TASKS AND EXERCISES:
1. In the trade news update, how many 6-digit harmonized tariff schedule codes did BIS add?
2. Echo the trade news update word for word from "- Any license" to "policy of denial.".

TEXT SECTION:
______
Featured Headlines:
Additional Russian Products EAR-Marked for Sanctions
US Springs 232 Steel Suspensions for Ukraine
APHIS Will Require Online Filing
International House of News Breaks
Additional Russian Products EAR-Marked for Sanctions
- This week, the Bureau of Industry and Security (BIS) announced additional regulations to expand sanctions against Russia. BIS added 205 6-digit harmonized tariff schedule (HTS) codes and 478 corresponding 10-digit Schedule B numbers to its ruling published on May 9th; however, officials later clarified that the license requirements were only limited to the 238 items listed in the unique HTS description column of the updated supplement.
- Shipments of products found on the list of HTS descriptions in Supplement 4 may proceed as scheduled if they are en route on board a carrier to the port of export, reexport, or in-country transfer by May 9, 2022.
- Any license applications of items affected by this rule considered necessary for health, safety and/or humanitarian needs will be reviewed on a case-by-case basis by the BIS; all others are subject to a policy of denial.
______
STORED DATA:
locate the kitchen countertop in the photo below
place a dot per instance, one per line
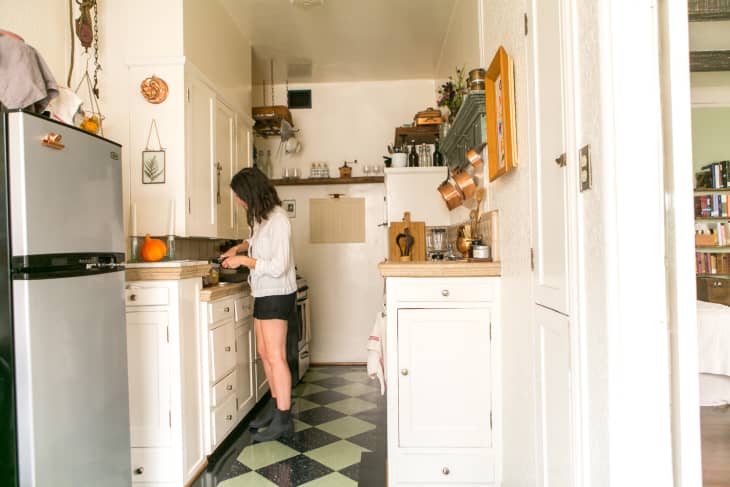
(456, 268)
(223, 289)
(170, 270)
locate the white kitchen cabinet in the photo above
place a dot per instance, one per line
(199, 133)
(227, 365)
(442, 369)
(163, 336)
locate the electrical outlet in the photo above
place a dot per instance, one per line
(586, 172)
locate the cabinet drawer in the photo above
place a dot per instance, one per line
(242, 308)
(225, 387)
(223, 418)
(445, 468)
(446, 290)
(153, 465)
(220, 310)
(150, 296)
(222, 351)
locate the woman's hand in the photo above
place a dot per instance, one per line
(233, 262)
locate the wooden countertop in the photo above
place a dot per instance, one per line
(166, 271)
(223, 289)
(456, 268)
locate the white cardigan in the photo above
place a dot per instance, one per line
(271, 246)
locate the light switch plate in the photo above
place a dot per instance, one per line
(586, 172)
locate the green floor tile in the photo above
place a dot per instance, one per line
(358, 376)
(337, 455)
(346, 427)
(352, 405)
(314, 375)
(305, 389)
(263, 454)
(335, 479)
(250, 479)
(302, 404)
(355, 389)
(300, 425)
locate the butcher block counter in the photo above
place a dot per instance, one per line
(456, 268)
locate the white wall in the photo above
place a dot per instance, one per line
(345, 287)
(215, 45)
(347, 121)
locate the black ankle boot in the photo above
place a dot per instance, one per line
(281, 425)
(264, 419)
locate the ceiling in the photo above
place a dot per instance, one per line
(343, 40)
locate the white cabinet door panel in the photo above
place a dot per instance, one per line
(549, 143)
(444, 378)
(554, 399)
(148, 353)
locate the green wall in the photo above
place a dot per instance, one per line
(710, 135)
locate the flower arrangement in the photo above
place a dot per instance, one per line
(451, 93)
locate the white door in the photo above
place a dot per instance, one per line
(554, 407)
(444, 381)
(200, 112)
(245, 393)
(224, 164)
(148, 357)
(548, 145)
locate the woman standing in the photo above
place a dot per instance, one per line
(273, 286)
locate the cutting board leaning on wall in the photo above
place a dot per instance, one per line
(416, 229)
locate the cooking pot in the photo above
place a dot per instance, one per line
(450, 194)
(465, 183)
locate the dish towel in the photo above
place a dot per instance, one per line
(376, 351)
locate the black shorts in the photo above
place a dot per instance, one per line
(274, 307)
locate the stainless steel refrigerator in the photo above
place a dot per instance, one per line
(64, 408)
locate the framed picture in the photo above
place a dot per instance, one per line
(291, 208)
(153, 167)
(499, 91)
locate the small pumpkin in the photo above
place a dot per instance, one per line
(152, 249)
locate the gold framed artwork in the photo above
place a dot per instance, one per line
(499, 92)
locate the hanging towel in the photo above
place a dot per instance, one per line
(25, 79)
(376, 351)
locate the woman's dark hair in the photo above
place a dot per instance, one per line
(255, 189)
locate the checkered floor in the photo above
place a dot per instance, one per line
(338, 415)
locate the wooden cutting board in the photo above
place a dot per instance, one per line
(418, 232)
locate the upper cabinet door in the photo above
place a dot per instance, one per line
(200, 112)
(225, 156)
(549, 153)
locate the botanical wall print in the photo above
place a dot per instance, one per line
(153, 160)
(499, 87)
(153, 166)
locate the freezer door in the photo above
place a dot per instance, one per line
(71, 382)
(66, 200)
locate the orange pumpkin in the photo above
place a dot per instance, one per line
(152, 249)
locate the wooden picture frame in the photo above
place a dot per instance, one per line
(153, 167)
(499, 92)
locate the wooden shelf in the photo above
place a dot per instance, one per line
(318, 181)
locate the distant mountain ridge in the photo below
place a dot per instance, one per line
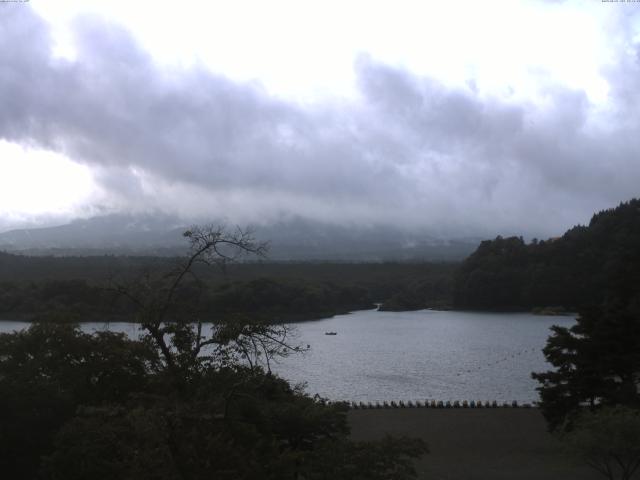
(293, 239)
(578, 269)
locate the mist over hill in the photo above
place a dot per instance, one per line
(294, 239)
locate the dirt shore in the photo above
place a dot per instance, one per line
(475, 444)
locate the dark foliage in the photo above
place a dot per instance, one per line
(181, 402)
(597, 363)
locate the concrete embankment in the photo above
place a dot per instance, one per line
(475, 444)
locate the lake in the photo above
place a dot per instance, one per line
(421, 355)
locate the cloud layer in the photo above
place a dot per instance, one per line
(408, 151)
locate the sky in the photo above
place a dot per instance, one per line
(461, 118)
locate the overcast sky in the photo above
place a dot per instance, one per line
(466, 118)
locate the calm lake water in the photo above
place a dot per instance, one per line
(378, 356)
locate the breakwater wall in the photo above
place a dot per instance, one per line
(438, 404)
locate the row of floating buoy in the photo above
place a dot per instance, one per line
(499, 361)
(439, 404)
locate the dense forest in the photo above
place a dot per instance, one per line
______
SOLUTION LIST:
1. 205

2.
- Any license applications of items affected by this rule considered necessary for health, safety and/or humanitarian needs will be reviewed on a case-by-case basis by the BIS; all others are subject to a policy of denial.